====== Recorded information

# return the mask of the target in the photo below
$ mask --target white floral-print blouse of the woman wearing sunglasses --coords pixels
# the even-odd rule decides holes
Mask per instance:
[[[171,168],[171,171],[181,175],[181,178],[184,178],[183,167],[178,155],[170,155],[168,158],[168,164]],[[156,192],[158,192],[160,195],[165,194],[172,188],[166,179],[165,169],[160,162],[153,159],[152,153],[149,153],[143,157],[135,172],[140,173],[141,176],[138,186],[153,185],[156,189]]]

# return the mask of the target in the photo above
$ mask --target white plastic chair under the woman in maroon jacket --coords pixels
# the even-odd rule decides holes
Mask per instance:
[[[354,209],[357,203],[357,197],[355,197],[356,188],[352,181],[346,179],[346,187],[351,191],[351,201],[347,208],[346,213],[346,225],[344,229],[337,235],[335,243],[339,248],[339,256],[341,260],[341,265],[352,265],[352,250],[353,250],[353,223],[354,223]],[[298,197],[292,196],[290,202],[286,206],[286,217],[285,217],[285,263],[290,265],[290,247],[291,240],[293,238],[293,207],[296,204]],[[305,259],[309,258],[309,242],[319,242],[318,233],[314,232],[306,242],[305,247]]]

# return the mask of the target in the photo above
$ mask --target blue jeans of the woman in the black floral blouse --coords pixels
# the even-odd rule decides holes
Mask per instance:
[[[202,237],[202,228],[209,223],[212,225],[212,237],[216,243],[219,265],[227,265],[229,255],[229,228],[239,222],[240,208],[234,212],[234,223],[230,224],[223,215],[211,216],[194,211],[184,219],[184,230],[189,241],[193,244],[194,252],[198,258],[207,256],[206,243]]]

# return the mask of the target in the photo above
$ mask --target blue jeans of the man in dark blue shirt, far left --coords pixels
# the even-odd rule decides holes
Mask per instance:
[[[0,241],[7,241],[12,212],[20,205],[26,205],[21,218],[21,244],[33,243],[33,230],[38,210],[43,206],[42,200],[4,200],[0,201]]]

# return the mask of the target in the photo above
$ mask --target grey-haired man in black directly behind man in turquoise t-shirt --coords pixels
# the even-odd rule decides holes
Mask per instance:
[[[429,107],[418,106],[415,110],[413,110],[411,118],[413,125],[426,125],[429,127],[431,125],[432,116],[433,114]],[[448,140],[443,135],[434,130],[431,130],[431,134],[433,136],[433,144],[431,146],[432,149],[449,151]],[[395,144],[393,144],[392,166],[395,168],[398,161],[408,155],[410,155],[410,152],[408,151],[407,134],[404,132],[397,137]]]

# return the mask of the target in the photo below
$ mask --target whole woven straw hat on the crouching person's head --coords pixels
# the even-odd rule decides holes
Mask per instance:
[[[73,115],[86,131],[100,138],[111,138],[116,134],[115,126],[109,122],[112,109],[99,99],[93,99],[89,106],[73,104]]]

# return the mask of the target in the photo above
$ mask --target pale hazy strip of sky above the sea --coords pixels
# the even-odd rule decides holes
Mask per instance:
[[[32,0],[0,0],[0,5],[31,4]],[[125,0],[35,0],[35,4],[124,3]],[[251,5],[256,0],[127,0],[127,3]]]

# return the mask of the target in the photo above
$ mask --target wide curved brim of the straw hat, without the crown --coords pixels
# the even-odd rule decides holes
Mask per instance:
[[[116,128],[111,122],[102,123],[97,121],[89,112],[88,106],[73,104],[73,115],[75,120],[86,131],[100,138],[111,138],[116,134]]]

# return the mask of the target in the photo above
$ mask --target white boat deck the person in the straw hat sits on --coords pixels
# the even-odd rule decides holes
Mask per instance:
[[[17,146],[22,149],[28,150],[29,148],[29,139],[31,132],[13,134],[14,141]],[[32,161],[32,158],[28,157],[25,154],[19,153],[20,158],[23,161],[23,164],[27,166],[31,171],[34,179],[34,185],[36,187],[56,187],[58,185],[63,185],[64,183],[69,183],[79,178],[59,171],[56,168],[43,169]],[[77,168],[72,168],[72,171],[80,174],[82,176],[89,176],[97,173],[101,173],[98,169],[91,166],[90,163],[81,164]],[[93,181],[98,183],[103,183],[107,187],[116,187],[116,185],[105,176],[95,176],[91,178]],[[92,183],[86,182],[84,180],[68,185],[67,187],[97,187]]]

============

▶ Action item
Read the material above and copy out each line holding "woman".

▶ Task solution
$ mask --target white floral-print blouse of the woman wearing sunglasses --coords pixels
$ mask --target white plastic chair under the woman in maroon jacket --coords pixels
$ mask --target blue jeans of the woman in the black floral blouse --coords pixels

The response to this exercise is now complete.